BEGIN Available records

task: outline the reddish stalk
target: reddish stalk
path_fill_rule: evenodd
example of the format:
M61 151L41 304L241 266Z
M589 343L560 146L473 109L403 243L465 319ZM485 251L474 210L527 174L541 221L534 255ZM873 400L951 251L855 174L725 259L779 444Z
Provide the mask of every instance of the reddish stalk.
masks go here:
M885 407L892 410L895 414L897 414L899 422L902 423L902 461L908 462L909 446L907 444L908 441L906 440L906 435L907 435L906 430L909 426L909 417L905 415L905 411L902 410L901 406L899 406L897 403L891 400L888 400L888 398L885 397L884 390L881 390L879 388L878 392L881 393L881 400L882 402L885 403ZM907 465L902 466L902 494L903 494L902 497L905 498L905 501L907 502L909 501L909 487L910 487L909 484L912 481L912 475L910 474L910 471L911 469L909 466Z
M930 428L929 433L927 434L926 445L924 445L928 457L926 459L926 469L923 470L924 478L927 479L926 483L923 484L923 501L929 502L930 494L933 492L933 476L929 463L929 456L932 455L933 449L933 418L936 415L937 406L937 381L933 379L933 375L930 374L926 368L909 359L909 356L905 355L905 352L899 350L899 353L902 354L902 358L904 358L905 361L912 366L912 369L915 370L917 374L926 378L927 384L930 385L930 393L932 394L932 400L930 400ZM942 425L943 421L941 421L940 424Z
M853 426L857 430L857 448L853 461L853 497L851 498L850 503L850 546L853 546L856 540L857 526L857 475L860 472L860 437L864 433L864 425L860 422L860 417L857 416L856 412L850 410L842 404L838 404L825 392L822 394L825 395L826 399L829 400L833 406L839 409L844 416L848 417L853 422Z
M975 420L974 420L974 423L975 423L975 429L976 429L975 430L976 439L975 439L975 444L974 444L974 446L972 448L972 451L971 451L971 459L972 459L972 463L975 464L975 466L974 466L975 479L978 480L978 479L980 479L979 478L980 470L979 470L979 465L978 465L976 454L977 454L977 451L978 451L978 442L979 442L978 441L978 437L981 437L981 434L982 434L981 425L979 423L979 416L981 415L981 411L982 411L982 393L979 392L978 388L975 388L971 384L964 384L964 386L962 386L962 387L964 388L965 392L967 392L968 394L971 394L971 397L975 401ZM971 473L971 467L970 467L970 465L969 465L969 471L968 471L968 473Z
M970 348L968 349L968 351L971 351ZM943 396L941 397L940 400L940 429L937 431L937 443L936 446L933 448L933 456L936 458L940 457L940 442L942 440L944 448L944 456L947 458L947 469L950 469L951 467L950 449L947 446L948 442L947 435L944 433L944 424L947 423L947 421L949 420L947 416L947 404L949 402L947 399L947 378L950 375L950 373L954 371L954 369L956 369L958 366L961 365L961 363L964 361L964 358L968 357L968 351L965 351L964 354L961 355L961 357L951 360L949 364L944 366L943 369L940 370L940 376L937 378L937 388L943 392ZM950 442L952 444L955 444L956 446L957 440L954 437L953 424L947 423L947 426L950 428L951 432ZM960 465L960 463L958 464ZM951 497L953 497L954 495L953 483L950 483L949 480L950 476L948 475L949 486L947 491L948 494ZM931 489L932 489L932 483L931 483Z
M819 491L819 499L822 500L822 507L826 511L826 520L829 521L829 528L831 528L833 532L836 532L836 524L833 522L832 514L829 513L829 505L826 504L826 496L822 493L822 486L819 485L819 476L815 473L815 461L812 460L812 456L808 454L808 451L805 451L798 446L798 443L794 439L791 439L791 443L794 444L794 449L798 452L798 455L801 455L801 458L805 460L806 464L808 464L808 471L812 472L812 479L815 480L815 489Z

END Available records

[Exercise instructions] Write down, word for word, the lines above from the one containing "M589 343L560 146L473" through the one containing "Provide the mask", both ends included.

[Result]
M589 343L560 146L473 109L403 243L465 319ZM485 251L474 210L527 174L541 221L534 255ZM873 400L951 251L855 174L725 259L779 444Z
Provide the mask of every instance of the reddish stalk.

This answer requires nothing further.